» **The problem**
Reproduce every one of the rows below word for word, and omit the pictures from your answer.

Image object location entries
════

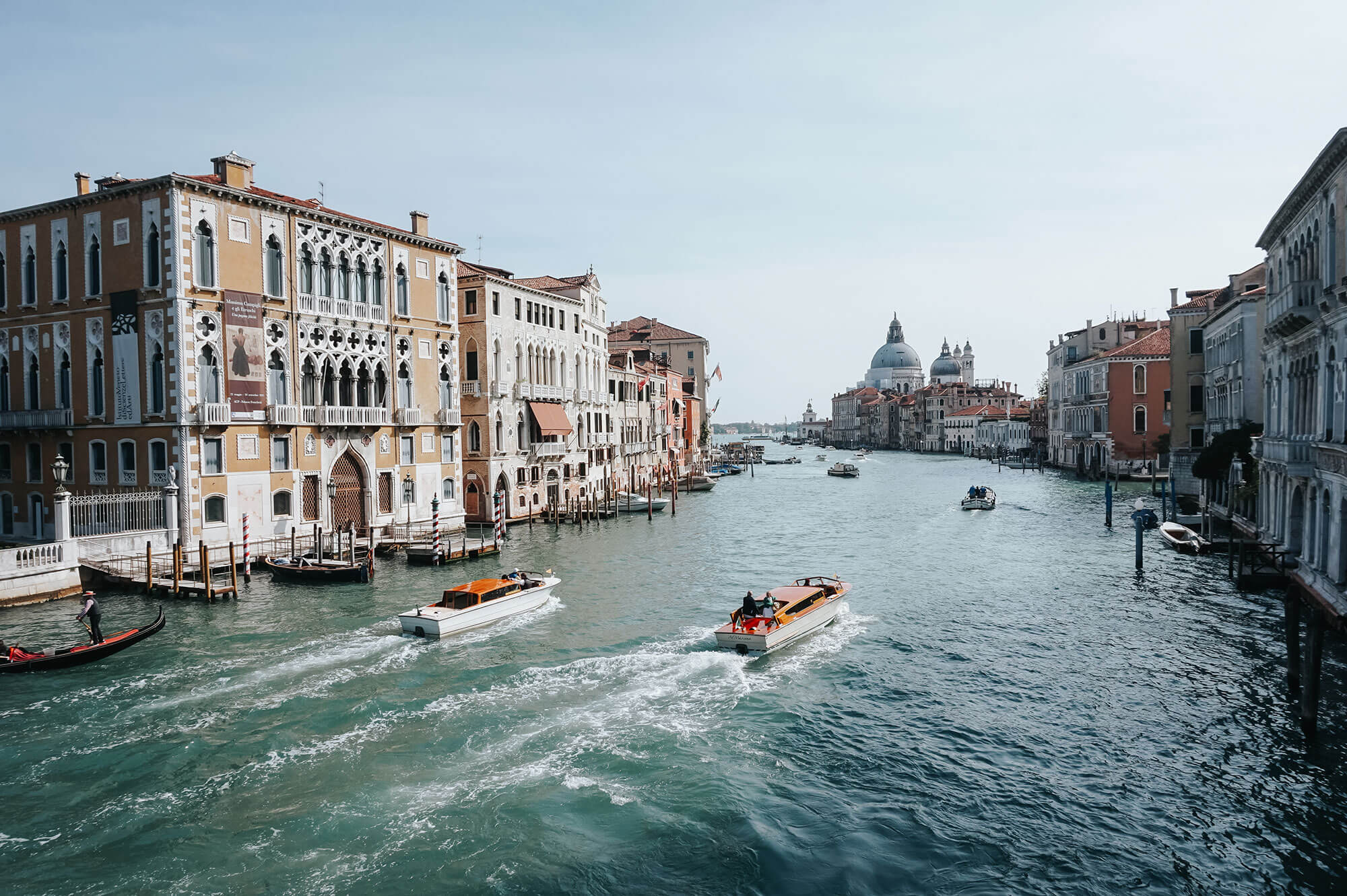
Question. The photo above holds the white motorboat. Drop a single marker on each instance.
(1183, 540)
(783, 617)
(480, 602)
(980, 498)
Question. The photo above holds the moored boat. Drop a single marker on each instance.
(80, 654)
(783, 615)
(480, 602)
(1183, 540)
(980, 498)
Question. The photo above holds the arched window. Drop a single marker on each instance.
(447, 388)
(209, 376)
(325, 273)
(204, 253)
(277, 380)
(154, 256)
(94, 269)
(61, 288)
(403, 299)
(442, 299)
(30, 277)
(309, 382)
(274, 268)
(405, 386)
(306, 269)
(64, 381)
(157, 381)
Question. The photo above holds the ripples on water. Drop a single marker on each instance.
(1003, 707)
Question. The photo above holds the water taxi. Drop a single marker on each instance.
(480, 602)
(980, 498)
(794, 611)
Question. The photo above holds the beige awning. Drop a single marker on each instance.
(552, 419)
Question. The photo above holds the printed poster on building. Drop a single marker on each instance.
(126, 358)
(244, 355)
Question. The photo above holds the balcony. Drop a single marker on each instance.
(284, 415)
(339, 416)
(52, 419)
(213, 413)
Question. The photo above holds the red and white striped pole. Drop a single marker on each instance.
(434, 522)
(247, 556)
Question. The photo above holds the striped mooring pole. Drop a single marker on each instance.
(247, 556)
(434, 522)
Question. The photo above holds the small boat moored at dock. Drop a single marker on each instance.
(785, 615)
(480, 602)
(1183, 540)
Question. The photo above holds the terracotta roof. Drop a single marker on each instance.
(1155, 345)
(313, 205)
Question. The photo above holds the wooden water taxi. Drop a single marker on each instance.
(980, 498)
(794, 611)
(480, 602)
(1183, 540)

════

» **Correct response**
Question. The photo above holds the white motorboat. Drop a single marker on each instance.
(1183, 540)
(783, 617)
(480, 602)
(980, 498)
Question. The photo above holds the moored boat. Drop a single marker on each instance.
(80, 654)
(783, 615)
(480, 602)
(1183, 540)
(980, 498)
Question. The photo above holds the arched window. Drop a single marker on each instance.
(447, 388)
(209, 376)
(325, 273)
(204, 253)
(277, 380)
(154, 256)
(94, 269)
(61, 288)
(403, 299)
(442, 299)
(30, 277)
(309, 382)
(274, 268)
(405, 386)
(306, 269)
(64, 381)
(157, 381)
Question. The photo above holds the ripples on water. Drop a single marker on each instance.
(1003, 707)
Question. The photo above holds the water taxi. Drop a single marker on each instance.
(480, 602)
(980, 498)
(794, 611)
Question. The photo above holds the beige awning. Drop a single marker on each instance.
(552, 419)
Question. The photo above holds the printed poster on building. Drop a single marker on each instance.
(126, 358)
(244, 355)
Question. The photo above holds the balcony. Drop a single marker on each instance.
(284, 415)
(339, 416)
(52, 419)
(213, 413)
Question. The photo above holds the red and white striped pole. Drop a single marker on each instance.
(434, 522)
(247, 556)
Question. The photo above holds the striped mooring pole. Drop a single marker on each instance.
(247, 556)
(434, 522)
Question. The photo above holds the small boat moored at dock. Drop a single marker on each instance.
(785, 615)
(480, 602)
(1183, 540)
Question. The photo above holds the terracotta roof. Drop a single marker on each instance.
(1155, 345)
(313, 205)
Question. The photo above holds the wooden water taxi. Drop a single marker on each instance.
(980, 498)
(794, 611)
(480, 602)
(1183, 540)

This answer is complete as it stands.